#### Required task 1:
In the passage about missing an active life, retype everything from "But, I cannot" down to "readjust my perspective.".
#### Required task 2:
In the passage about missing an active life, rewrite the paragraph beginning "A friend and I were talking" in a shorter form that keeps its main facts.

-- Begin Text --

I don’t want to mope around, but, honestly, I felt like I could have cried the entire day. Sometimes you want to remember what it feels like before this. You want to reach back in time and grasp a bright moment when life was free. To rise up from a chair and dash out the door at a pace that leaves others in the dust. To twirl across the floor in chené turns and stop on a dime. To stay up all hours of the night dancing and then get up early and go teach dance at the studio. To push around the furniture to right where I want it all by myself. To jump up on the counter to reach the shelf without pulling out a step stool. To work side by side with others at a competitive and frantic pace that used to be something I loved.
A friend and I were talking the other day about this. She said even when she is having a good spell or good days, she feels like there is always something pressing down on her shoulders, making her feel haggard. For me it feels like I’m dragging a lead ball on a chain. Yesterday I felt good about getting a few things done even though I was working at my snail’s pace. Today, my impatience returned and kicked me in the butt, frustrating me about my sluggish incompetence and inefficiency.
But, I cannot mope around nor do I want to. It accomplishes nothing. If I don’t have much patience in dealing with my physical limitations, I have even less patience with a pathetic, wimpy me. I know I need to put this all in perspective and adjust my attitude. I guess it’s time to meditate. Or to laugh, Or both. OK, laughing first and then meditating so I can sleep. That’s my plan to readjust my perspective.

-- End Text --
-- Begin Information supplied --

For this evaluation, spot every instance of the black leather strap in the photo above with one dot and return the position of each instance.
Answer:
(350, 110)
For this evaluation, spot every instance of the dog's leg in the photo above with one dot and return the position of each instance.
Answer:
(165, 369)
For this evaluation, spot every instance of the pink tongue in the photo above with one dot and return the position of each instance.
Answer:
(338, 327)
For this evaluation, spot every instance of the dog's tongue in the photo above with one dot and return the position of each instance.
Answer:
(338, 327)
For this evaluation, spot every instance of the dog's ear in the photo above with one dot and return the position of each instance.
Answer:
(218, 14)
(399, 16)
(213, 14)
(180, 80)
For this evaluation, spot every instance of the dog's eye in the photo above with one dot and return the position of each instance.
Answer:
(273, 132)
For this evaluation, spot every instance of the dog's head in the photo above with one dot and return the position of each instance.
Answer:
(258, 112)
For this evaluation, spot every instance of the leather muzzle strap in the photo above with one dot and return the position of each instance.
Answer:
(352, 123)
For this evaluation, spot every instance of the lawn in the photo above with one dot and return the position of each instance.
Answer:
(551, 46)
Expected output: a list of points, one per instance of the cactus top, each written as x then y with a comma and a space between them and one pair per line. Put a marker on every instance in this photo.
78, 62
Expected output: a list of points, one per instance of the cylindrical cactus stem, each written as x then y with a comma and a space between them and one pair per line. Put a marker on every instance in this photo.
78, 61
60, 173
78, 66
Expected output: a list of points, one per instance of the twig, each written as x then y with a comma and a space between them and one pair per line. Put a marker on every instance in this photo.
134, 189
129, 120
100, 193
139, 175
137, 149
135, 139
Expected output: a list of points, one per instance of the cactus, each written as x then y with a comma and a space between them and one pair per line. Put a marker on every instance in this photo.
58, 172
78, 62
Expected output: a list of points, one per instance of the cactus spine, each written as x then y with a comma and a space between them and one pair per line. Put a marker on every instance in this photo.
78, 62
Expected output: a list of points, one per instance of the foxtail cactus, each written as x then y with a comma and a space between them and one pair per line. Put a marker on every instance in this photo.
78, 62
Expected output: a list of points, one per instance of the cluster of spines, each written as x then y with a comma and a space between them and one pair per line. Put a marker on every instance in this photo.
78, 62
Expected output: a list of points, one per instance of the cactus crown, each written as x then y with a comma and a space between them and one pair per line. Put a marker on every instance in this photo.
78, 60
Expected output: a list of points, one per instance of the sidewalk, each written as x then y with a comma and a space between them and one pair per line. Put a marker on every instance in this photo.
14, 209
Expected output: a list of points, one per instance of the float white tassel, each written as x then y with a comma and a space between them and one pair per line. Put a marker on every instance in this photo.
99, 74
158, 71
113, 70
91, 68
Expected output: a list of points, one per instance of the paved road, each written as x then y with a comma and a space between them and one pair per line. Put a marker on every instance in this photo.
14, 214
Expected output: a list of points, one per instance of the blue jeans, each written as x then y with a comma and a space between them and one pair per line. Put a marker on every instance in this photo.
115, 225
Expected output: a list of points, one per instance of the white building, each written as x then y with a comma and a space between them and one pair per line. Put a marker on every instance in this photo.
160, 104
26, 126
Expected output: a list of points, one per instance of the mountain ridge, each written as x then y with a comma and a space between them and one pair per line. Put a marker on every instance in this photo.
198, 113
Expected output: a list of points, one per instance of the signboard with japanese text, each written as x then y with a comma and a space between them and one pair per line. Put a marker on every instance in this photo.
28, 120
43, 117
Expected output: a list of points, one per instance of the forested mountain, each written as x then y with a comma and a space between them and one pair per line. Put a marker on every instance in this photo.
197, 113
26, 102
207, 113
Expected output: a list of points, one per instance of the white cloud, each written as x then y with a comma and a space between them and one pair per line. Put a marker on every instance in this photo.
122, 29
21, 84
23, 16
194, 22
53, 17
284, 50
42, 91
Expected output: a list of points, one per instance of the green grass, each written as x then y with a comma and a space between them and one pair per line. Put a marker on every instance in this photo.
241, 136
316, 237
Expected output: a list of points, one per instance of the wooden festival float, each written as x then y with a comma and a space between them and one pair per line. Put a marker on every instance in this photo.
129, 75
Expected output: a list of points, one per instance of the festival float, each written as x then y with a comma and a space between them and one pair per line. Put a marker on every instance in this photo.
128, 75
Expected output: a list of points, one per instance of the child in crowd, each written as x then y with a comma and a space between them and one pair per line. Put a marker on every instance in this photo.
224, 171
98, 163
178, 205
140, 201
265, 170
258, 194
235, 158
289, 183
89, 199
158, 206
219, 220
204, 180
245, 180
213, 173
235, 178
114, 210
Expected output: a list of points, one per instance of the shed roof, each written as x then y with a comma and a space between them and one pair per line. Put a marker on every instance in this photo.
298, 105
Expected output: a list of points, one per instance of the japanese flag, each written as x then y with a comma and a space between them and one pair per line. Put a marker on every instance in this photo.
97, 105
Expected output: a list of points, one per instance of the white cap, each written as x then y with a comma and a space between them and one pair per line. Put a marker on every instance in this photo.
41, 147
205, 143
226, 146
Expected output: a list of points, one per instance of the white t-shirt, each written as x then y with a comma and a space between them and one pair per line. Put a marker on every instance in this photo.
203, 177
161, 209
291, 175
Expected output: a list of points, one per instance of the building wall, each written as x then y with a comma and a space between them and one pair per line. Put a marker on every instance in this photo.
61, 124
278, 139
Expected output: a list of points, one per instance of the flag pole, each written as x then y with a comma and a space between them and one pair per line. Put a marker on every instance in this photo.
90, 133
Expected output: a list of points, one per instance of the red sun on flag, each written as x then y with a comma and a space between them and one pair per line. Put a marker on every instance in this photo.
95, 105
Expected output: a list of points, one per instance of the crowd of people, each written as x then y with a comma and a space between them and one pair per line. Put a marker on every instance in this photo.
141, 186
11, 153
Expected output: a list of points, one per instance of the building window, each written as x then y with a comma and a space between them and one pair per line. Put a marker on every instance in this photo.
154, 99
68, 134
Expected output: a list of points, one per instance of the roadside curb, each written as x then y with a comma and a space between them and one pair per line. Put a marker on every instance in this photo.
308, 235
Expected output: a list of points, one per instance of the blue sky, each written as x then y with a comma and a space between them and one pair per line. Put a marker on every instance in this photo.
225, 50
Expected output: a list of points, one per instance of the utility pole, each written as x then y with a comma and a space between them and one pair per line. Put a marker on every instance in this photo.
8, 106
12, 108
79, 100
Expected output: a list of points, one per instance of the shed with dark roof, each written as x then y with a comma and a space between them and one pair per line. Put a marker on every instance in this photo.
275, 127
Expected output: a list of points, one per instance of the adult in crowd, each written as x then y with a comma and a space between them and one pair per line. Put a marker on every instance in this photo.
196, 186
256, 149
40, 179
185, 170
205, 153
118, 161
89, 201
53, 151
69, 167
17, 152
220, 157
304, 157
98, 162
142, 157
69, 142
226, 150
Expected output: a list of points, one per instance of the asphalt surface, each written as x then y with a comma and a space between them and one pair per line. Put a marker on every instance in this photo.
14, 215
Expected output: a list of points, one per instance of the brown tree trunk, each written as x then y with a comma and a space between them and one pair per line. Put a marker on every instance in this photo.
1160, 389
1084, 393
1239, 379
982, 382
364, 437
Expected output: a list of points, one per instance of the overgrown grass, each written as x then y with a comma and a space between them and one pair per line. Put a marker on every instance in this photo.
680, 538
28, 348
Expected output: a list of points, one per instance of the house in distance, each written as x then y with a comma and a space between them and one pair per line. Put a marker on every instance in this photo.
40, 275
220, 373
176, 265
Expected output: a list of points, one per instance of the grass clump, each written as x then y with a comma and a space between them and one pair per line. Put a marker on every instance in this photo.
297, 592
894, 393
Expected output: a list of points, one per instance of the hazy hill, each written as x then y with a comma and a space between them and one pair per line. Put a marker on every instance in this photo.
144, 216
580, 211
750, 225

-- End Information supplied --

#### Exercise output 1:
But, I cannot mope around nor do I want to. It accomplishes nothing. If I don’t have much patience in dealing with my physical limitations, I have even less patience with a pathetic, wimpy me. I know I need to put this all in perspective and adjust my attitude. I guess it’s time to meditate. Or to laugh, Or both. OK, laughing first and then meditating so I can sleep. That’s my plan to readjust my perspective.

#### Exercise output 2:
A friend and I recently talked about this. Even on good days, she feels something always pressing on her shoulders and wearing her down. To me, it feels like dragging a lead ball on a chain. Yesterday I was glad to get a few things done, even at a snail's pace. Today my impatience came back, and I was frustrated at how slow and inefficient I am.